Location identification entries
-- Start --
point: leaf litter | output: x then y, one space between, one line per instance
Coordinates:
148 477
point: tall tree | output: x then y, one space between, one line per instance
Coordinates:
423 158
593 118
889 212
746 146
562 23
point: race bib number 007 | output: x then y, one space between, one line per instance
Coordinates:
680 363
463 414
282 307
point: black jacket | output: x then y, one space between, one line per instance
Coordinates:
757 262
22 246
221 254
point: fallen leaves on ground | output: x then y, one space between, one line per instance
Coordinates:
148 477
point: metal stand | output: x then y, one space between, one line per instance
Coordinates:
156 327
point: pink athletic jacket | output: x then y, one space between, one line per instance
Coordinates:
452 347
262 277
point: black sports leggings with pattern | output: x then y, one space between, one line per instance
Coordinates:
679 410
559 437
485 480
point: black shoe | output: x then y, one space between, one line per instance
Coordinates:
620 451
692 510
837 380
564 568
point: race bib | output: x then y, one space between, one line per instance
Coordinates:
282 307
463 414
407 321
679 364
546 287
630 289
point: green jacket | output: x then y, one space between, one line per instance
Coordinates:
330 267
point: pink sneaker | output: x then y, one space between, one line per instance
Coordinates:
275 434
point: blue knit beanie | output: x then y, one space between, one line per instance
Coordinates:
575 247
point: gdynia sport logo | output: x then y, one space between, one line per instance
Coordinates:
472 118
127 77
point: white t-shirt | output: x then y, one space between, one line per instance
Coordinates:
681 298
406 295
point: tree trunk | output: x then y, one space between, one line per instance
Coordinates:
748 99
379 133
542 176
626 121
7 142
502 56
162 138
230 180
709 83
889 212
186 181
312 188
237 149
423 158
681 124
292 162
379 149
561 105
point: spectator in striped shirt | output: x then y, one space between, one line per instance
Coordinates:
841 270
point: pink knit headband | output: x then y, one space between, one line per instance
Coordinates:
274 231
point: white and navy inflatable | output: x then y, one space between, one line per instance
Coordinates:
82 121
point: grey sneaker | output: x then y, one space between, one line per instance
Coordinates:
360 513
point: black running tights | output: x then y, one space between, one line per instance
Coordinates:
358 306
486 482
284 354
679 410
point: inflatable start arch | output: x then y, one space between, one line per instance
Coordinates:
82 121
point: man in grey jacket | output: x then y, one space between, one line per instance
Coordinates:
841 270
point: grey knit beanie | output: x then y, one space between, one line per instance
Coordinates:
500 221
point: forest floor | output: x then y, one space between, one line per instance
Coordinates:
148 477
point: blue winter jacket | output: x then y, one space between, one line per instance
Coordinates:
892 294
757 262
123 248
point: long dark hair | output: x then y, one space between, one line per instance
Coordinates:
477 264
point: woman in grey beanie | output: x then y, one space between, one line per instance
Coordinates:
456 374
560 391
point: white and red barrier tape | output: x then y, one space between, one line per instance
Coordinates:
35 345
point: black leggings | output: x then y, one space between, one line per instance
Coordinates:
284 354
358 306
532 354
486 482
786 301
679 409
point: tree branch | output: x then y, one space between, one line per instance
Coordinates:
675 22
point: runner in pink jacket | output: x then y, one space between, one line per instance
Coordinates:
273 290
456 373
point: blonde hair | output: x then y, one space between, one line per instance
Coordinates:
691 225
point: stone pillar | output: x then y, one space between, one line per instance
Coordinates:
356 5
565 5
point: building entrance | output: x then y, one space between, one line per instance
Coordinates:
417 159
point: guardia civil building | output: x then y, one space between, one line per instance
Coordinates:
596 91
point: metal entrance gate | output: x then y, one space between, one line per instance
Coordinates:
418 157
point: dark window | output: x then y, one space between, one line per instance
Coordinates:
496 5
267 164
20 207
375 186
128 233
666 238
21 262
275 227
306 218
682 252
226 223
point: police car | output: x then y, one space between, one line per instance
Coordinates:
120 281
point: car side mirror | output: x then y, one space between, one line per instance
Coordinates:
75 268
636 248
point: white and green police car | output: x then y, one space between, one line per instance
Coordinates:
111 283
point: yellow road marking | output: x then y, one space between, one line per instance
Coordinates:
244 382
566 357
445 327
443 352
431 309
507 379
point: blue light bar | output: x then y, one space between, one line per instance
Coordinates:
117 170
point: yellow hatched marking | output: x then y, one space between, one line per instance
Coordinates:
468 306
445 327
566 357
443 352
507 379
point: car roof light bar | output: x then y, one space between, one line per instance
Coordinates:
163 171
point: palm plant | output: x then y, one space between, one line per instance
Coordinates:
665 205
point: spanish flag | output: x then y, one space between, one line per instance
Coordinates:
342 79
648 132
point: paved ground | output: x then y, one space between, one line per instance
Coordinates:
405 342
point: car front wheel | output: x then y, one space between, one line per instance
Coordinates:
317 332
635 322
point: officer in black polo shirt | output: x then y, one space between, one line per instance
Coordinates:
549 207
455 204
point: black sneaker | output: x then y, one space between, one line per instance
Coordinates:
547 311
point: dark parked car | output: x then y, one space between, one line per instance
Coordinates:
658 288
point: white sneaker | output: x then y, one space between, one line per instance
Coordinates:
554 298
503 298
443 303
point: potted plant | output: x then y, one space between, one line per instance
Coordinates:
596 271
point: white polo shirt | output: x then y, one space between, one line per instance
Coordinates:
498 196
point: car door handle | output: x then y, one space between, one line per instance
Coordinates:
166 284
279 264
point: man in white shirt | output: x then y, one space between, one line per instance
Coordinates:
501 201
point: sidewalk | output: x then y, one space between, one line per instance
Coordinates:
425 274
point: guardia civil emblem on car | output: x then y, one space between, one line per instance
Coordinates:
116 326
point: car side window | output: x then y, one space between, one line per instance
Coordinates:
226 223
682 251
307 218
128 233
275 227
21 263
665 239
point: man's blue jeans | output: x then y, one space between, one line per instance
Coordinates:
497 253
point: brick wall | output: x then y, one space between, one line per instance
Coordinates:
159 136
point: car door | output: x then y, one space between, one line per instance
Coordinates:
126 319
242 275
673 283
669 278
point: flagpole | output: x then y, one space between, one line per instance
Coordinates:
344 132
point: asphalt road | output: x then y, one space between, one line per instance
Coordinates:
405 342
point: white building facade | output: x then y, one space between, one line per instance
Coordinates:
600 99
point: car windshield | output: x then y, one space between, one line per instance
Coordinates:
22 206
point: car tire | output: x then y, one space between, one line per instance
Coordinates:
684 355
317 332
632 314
-- End --
-- Start --
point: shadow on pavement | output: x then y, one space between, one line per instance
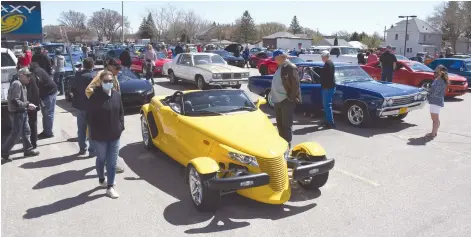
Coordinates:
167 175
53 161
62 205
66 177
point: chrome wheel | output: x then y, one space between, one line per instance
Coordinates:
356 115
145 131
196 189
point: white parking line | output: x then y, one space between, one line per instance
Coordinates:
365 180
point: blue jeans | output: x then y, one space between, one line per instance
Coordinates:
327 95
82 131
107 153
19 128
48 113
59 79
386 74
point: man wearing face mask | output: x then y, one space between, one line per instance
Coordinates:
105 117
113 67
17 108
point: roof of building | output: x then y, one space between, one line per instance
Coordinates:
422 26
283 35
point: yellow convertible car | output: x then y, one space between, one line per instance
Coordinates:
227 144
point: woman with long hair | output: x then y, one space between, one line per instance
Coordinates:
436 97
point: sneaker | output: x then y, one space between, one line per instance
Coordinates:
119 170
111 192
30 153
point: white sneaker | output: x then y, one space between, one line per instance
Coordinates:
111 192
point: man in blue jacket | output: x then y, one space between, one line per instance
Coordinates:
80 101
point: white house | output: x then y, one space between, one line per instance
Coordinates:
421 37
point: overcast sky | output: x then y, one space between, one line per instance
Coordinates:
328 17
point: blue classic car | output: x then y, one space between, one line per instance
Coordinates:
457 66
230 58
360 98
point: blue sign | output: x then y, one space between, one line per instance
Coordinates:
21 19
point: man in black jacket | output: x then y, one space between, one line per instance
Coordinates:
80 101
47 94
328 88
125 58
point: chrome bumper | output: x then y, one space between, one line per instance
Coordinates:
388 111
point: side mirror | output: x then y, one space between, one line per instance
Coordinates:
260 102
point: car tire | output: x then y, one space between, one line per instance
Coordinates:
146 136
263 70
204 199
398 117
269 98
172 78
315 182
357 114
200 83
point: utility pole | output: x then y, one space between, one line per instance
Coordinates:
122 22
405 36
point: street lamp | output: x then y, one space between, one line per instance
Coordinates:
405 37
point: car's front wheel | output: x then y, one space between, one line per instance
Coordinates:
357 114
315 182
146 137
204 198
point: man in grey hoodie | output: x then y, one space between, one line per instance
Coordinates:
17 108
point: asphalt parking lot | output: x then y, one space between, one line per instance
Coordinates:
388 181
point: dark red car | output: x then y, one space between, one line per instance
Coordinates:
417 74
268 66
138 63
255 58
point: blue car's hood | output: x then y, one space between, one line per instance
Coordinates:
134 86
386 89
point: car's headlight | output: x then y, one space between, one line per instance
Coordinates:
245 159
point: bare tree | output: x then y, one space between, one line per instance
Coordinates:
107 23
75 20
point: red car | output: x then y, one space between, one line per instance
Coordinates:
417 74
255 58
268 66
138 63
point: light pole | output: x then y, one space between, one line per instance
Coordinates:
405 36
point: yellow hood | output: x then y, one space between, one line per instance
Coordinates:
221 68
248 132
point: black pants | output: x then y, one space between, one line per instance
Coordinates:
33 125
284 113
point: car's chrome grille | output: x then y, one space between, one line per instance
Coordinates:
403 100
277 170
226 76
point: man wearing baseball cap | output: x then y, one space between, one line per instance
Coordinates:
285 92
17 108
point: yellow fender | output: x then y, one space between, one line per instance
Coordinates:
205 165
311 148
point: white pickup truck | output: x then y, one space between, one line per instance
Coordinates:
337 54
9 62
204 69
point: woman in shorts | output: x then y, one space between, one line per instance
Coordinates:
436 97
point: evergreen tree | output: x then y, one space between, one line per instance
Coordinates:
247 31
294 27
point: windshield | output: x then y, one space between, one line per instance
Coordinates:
-- End --
Task directions. Count how many lines in the records above contain the word "woman", and reply with that number alone.

Answer to the problem. 3